▶ _Article_
*****
Success: Father is not a bad guy really, not at all, he´s too frustrated though and his notion of success is proportional to providing for his family meals and a roof which is more than what most human kind would do, but then not enough for me. If I didn´t dislike so much his attitudes, perhaps I wouldn´t have a need to say anything. My writing aspirations tend to lapse each other all the time: Sometimes I do have something to say but I´m too concerned with the artist image to do it, other times I´m too sure about the artist image but I´ve got nothing to say so I just repeat myself.

Love: I don´t think I like my brothers, I believe they´re pushy, selfish and obnoxious, worse than that: They´re ignorant, watch TV all day long and aren´t interested in anything. This doesn´t mean I don´t love them, actually I realize now how much I love them, but honest truth is, I don´t quite like them. Am I in such a contradiction? Is it so bad to love and not like? Other examples would be one´s own country (not in my case), parents (at least at a certain age range), books (not sure about this one). Lovers could be a good example: We can love very badly people we don´t like too much, love has erratic behavior and it very spoiled and immature. Back to my brothers: My not liking them is not precisely about their defects and failures, I couldn´t be any less bothered about their shortcomings, my problem is their complete lack of intellectual and emotional virtues other than the gift of childhood.

Fear: I remember that Liron had a depression onset when he was about my age, then he got fat and then he became so uninteresting; both qualities he´s kept up to this day. I can´t bear the thought of that situation. Time to write the damn article, I did nothing for two days other than dwelling on my depression, now time to get something done. I can´t complain about stress.
*****
▶ _Tasks to carry out_
1. According to the journal text, what do the writer's brothers do all day long?
2. Give the records from their first line to the line with "column 294, row 191" as a Markdown table with the columns Row and Line, one line of the records per row, leaving out blank lines.
The records that follow have no connection to the text above.
*****
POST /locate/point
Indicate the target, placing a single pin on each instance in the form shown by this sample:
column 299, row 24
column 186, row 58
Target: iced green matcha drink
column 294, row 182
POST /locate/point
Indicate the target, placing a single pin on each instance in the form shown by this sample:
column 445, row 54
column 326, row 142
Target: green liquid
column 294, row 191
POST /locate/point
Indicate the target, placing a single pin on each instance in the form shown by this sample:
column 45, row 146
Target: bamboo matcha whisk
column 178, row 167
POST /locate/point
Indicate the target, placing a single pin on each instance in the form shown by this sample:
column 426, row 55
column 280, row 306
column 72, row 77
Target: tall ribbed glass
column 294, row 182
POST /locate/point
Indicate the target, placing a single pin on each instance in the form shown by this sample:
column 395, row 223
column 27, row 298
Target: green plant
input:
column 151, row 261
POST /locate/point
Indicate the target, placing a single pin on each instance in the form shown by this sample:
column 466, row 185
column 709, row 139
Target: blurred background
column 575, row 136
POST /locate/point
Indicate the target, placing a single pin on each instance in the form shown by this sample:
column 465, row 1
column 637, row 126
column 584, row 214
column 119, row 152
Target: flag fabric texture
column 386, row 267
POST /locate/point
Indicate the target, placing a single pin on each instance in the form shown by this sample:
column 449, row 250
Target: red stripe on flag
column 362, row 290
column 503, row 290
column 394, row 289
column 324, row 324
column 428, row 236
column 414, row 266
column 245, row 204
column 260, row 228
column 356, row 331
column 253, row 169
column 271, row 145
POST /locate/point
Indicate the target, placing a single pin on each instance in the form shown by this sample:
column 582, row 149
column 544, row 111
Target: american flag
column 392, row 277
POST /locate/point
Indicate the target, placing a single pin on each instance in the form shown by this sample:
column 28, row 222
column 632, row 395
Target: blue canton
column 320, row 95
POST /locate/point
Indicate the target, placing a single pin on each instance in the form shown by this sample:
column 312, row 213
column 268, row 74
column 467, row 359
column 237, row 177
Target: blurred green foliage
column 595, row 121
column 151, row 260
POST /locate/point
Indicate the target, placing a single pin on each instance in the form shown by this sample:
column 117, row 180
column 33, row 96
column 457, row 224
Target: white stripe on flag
*****
▶ _Problem solutions_
1. They watch TV all day long.

2.
| Row | Line |
|---|---|
| 1 | POST /locate/point |
| 2 | Indicate the target, placing a single pin on each instance in the form shown by this sample: |
| 3 | column 299, row 24 |
| 4 | column 186, row 58 |
| 5 | Target: iced green matcha drink |
| 6 | column 294, row 182 |
| 7 | POST /locate/point |
| 8 | Indicate the target, placing a single pin on each instance in the form shown by this sample: |
| 9 | column 445, row 54 |
| 10 | column 326, row 142 |
| 11 | Target: green liquid |
| 12 | column 294, row 191 |